● Requirement
The lines to copy are those in the listing below that contain the word "each".

● Records shown
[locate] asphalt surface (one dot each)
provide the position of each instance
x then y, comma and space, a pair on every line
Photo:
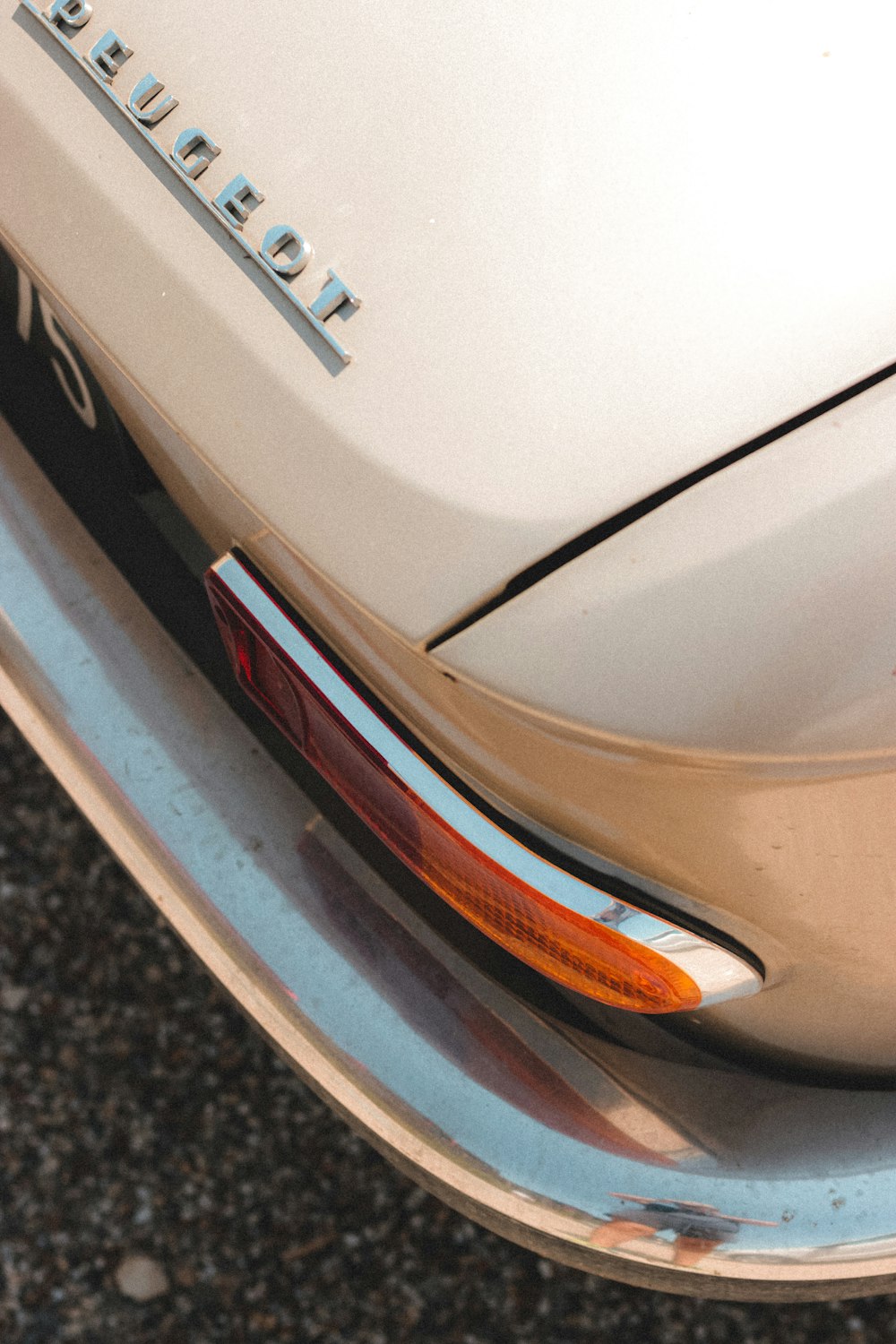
166, 1177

● Answer for this exercise
[locate] asphalt surface (one dot each)
provide the position of each instance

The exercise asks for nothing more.